_Passage given:_
* START *

48913

How do I classify this value using a decision tree

Basically my decision tree can't classify a value using the normal algorithm.

I get to a node, and there are two options (say, sunny and windy), but at this node my value is different (for example, rainy).

Are there any methods to deal with this, e.g. change the tree or just estimate based on other data?

I was thinking of assigning the most common value at that node but this is just a guess.

Answer1:

Have you considered fuzzy logic for the rich/poor continuum? As for things that can't be expressed as a continuum, I can't think of a way it can be done. Rainy weather, for example, is so fundamentally different from sunny and windy weather in how we experience and react to it, I'm not sure how you expect a computer (or whatever it is you're writing your decision tree for) to figure out what to do. (Aside from simply having an "I don't know what to do" output state, but I'm assuming you wanted something more meaningful than that.)

Answer2:

The whole point in decision trees is that the options are complete and (hopefully) mutual exclusive.

If it is not you'll get into trouble. Redefine poor and rich to cover everything. (all incomes, all states of mind...)

But honestly, interpret such weather examples as what they are: just examples for a concept, not the holy grail of meteorology.

Answer3:

The issue here is that you've learned a decision from different data as you are using to classify it. More specific, your decision tree knows only two values (i.e., sunny and windy) for the attribute Weather. But your data for classification also allows the value rainy. Since your decision tree has no observation when the weather was rainy, this value turns useless. In other words, you have to eliminate this value from your classification.

* END *

_Short problem:_ Resume the forum thread on decision trees, picking up right after its final sentence. The records that come next are drawn from a separate source.

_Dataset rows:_
* START *

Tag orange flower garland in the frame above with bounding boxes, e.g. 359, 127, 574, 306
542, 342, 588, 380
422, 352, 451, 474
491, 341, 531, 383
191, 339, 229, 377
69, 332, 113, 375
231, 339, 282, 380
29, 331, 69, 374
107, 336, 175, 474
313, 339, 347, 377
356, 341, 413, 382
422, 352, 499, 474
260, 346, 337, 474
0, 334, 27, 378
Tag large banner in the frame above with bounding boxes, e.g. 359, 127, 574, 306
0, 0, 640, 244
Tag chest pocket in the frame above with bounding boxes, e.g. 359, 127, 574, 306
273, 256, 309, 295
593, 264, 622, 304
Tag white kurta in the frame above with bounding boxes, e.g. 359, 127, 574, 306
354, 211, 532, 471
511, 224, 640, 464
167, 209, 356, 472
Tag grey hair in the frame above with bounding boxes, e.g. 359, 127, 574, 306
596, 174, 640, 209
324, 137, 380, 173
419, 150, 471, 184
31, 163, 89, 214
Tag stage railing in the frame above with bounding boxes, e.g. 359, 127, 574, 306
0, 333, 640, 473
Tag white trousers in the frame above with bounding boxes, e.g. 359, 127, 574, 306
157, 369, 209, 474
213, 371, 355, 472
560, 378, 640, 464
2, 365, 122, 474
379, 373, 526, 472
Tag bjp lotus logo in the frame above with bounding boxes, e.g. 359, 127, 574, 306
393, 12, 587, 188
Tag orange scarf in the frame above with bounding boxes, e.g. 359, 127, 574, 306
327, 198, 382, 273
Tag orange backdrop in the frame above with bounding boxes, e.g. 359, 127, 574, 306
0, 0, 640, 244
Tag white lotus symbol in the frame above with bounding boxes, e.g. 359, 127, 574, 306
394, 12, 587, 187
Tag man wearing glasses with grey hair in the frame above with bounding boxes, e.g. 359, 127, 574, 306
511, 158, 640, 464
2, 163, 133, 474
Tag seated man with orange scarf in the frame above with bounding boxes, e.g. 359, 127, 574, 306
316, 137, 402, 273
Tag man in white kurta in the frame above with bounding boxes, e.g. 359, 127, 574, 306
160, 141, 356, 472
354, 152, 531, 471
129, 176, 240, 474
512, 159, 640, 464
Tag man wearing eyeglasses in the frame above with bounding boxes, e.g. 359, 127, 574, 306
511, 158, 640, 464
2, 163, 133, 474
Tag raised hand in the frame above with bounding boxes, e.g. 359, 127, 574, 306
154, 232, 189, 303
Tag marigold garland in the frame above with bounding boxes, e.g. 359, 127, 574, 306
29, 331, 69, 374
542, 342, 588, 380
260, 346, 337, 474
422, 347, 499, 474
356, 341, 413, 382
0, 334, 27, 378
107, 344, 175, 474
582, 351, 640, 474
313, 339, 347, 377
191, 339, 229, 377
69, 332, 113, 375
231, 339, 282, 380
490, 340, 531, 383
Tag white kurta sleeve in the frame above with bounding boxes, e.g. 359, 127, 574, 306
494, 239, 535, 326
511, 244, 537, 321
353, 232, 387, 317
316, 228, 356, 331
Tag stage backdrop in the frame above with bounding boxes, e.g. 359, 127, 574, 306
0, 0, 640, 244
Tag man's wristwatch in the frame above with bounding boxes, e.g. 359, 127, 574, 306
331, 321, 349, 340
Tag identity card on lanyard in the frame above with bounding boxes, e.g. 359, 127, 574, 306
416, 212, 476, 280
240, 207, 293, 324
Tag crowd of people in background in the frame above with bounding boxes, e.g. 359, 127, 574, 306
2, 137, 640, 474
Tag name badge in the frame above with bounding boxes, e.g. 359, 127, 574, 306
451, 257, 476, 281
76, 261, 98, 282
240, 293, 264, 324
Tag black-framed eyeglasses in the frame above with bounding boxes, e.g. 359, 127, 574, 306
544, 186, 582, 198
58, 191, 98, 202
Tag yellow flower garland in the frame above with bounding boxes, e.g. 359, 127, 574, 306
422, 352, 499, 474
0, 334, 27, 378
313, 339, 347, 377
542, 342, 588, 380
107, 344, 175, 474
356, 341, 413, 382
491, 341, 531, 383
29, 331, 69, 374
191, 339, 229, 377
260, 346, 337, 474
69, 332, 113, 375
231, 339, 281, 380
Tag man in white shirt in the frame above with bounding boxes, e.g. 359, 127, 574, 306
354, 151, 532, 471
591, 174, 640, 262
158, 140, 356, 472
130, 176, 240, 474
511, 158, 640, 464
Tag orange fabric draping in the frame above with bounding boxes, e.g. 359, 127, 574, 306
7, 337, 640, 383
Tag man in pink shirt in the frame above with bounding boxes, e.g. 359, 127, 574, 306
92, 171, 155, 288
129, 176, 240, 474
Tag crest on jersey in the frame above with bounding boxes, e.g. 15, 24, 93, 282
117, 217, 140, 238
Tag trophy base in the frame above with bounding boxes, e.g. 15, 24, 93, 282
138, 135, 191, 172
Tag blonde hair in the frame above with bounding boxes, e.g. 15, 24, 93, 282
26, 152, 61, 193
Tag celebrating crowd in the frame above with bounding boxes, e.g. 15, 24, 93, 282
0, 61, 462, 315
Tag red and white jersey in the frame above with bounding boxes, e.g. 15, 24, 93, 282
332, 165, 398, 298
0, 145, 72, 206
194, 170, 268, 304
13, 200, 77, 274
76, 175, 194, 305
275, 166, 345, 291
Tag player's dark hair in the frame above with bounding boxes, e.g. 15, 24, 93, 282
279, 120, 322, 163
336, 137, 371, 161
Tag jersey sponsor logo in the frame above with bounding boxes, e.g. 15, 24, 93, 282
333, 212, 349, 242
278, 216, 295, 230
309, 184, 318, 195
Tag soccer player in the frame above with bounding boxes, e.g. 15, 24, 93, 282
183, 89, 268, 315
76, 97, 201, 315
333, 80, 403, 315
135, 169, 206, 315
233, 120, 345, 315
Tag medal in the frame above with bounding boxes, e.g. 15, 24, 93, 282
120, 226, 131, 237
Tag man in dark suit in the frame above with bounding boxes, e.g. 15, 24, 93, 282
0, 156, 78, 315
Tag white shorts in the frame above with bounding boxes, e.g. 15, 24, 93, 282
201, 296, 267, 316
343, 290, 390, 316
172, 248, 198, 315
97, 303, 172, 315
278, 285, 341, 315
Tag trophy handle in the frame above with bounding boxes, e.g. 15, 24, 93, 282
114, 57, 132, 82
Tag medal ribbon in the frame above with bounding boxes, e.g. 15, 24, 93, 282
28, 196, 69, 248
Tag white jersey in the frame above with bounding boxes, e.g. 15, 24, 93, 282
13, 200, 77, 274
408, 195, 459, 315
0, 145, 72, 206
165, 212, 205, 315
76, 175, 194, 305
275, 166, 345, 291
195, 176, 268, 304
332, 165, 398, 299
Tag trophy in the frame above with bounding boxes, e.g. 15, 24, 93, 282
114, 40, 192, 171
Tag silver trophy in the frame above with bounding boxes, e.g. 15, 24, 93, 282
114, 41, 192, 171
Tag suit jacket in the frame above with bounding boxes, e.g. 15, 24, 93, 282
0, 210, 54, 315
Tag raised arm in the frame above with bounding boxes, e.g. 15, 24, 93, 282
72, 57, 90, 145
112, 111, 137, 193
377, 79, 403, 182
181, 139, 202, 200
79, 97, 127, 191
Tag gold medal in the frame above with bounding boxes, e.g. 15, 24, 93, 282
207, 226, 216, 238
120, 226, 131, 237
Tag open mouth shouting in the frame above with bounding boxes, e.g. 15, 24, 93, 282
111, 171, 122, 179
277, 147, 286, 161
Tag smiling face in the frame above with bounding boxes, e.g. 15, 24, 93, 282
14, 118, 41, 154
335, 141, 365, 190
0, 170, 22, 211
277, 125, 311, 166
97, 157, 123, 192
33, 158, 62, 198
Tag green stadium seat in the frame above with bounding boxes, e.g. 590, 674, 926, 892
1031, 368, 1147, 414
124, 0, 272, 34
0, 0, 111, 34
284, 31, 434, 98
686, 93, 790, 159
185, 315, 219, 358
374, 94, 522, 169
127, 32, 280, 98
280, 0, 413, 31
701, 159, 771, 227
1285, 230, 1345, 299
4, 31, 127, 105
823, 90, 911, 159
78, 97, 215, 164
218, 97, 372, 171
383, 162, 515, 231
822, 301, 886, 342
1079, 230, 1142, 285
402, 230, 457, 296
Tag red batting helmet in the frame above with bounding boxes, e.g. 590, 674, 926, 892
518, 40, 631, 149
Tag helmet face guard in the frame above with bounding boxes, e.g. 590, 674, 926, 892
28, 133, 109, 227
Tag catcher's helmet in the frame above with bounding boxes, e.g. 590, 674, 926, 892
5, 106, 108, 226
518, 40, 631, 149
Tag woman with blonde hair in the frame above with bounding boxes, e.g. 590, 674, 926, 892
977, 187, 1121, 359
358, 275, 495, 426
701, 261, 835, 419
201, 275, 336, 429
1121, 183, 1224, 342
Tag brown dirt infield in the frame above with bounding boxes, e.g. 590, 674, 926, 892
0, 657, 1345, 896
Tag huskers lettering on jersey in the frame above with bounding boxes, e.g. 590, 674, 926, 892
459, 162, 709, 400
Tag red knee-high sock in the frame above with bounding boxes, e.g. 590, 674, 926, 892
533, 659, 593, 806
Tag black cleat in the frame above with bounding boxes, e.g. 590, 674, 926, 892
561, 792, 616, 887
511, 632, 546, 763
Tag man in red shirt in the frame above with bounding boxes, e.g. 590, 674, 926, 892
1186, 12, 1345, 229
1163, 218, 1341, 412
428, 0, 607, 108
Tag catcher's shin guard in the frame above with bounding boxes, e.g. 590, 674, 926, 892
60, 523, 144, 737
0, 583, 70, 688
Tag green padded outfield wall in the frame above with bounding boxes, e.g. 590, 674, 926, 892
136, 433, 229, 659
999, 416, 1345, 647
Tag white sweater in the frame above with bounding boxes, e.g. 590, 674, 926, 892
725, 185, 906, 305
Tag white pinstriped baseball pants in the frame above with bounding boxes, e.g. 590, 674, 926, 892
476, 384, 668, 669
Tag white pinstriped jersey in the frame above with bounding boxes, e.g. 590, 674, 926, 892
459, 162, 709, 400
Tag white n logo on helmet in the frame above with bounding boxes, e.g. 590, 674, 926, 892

* END *

_Solved problem:_
The only solution is to do data cleaning before using the decision tree as classifier. You have two options: 1. Remove all observations/instances with Weather="rainy" from your data set because you can't classify them. The disadvantage is that all instances with Weather="rainy" are not classified. 2. For all observations/instances with Weather="rainy", remove the value or rather set it to unknown/null. In case that your decision tree can handle null values, it can classify all of your data set. If not, you still have a problem. In that case you should go for option 3. 3. Relearn your decision tree with Weather={sunny, windy, rainy} (4). In your case the following is not an option. Replace "rainy" with either "sunny" or "rainy. There are different heuristics for that.

Answer4:

You are talking about the "normal algorithm", which is a quite blurry statement. I assume you are using a strictly-binary rooted decision tree, where the each internal node makes a binary split of the data. Thus, the condition evaluation at each internal node outputs a Boolean variable, which splits the data into the left node (true) and right node (false). In your case, you can have a categorical variable weather with two possible values in the training data, which makes only two possible node: weather==sunny or weather==windy. Hence, the rainy samples will be always on the right node, as it is not sunny and not windy.

In the following picture, the rainy samples will be classified as not sunny, not windy.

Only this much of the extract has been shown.